=== Quelle ===
Rede von Dr. Annemarie Renger
  • Parteizugehörigkeit zum Zeitpunkt der Rede: (SPD)
  • Letzte offizielle eingetragene Parteizugehörigkeit: (SPD)
Das Wort hat der Herr Abgeordnete Senfft.

  • insert_commentNächste Rede als Kontext
    Rede von Hans-Werner Senfft


    • Parteizugehörigkeit zum Zeitpunkt der Rede: (BÜNDNIS 90/DIE GRÜNEN)
    • Letzte offizielle eingetragene Parteizugehörigkeit: (GRÜNE)

    Frau Präsidentin! Sehr geehrte Damen und Herren! Liebe Zuhörerinnen und Zuhörer! Zuerst einmal möchte ich nachdrücklich bekräftigen, was der Herr Abgeordnete Purps hier ausgeführt hat. Es ist schon ein Unding, daß der drittgrößte Haushalt, der Verkehrshaushalt, zu so später Stunde hier behandelt wird. Das hat sicherlich auch berechtigte Gründe. Dieser Haushalt ist in der Öffentlichkeit nicht vorzeigbar, ohne daß die Menschen, die es betrifft, davon nicht auch berührt wären.
===
**Zu erledigen:** Würdest du den Abschnitt der Quelle, der bei „Das Wort hat“ beginnt und bei „(BÜNDNIS 90/DIE GRÜNEN)“ endet, wortgetreu abschreiben? Die Zeilen spielen hierfür keine Rolle.
=== Bereitgestellte Angaben ===
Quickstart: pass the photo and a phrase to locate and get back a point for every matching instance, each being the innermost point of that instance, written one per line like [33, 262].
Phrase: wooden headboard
===
**Ergebnis:**
Das Wort hat der Herr Abgeordnete Senfft.

  • insert_commentNächste Rede als Kontext
    Rede von Hans-Werner Senfft


    • Parteizugehörigkeit zum Zeitpunkt der Rede: (BÜNDNIS 90/DIE GRÜNEN)